[WHAT TO WORK ON] From the entries below, retype only the lines from the one with "Exercise. Put one point on every instance of the green foliage" through the one with "Exercise. Put one point on every instance of the stone wall", exactly as written.

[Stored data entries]
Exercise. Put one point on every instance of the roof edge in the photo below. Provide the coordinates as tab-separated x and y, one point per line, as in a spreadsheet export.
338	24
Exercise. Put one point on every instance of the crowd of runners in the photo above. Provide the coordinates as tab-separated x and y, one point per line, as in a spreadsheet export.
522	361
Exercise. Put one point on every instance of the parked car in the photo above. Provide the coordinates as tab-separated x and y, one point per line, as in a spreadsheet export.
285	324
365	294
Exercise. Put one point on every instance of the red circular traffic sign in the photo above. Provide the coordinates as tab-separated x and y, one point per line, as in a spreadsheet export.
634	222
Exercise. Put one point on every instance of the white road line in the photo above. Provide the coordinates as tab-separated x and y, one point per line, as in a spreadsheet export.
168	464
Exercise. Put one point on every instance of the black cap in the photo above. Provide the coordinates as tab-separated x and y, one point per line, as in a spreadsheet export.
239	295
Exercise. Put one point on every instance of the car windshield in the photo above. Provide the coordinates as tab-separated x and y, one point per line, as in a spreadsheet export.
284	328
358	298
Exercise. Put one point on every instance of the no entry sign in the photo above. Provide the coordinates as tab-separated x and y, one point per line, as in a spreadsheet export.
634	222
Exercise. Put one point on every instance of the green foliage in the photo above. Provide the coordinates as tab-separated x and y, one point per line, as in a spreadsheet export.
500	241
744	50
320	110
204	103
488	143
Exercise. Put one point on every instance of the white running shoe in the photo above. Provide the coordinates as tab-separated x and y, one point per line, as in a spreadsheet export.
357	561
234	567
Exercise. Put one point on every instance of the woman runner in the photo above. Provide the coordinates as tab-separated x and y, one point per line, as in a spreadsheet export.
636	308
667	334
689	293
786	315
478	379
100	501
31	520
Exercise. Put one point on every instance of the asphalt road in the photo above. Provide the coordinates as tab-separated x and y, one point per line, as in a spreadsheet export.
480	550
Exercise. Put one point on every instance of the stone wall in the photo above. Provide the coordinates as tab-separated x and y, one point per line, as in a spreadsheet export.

...

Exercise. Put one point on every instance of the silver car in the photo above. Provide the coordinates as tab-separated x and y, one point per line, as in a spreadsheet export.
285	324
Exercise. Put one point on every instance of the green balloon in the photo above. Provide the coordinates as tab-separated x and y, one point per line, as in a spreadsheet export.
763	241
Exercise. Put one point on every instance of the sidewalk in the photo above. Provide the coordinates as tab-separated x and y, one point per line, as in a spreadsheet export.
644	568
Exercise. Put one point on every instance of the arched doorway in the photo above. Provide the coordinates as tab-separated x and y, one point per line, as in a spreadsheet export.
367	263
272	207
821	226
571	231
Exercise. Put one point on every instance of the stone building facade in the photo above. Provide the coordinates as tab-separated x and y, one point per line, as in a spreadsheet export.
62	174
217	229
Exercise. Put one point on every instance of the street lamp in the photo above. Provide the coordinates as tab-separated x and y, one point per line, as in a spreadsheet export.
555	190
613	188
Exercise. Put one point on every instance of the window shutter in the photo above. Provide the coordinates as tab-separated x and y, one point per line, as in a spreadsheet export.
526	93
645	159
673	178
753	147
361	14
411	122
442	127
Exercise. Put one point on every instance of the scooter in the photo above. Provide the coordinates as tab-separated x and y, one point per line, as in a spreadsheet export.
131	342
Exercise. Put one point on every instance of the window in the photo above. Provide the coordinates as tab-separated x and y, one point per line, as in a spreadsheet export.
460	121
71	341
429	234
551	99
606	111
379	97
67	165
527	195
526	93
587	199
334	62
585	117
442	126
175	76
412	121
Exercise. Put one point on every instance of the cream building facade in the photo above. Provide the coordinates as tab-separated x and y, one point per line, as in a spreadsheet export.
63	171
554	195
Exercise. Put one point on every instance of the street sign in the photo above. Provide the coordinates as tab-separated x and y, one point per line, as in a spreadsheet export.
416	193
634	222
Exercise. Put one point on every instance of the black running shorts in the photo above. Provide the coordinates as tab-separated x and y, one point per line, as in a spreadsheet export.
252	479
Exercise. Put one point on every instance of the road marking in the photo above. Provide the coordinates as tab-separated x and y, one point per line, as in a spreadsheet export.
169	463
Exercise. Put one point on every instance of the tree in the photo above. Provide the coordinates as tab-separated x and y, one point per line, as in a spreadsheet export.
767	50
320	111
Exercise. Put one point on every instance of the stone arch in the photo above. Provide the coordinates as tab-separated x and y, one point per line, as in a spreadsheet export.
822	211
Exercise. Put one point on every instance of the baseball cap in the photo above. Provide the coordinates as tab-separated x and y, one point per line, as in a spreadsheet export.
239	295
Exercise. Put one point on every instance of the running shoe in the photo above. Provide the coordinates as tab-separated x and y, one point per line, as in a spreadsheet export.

[REPLY]
Exercise. Put one point on every instance of the green foliage in the photo above. Provide the coordinates as tab-separated x and y, one point per line, as in a spreadsheet export.
500	241
744	50
320	110
204	103
488	143
Exercise. Put one point on every instance of the white running shoe in the photo above. Provide the coordinates as tab-separated x and y, one point per line, as in a spreadsheet export.
357	561
234	567
Exercise. Put one point on every instance of the woman runner in the photo above. Provide the coordinates as tab-separated x and y, one point per line, as in a spreadsheet export.
636	308
667	334
689	293
786	315
478	379
100	501
31	520
Exercise. Put one point on every instance of the asphalt road in the photo above. Provide the coordinates as tab-separated x and y, one point per line, as in a spreadsheet export.
480	550
Exercise. Put one point on every instance of the stone wall in the photo above. Provide the coordinates as tab-separated x and y, one point per line, as in a spreadsheet export.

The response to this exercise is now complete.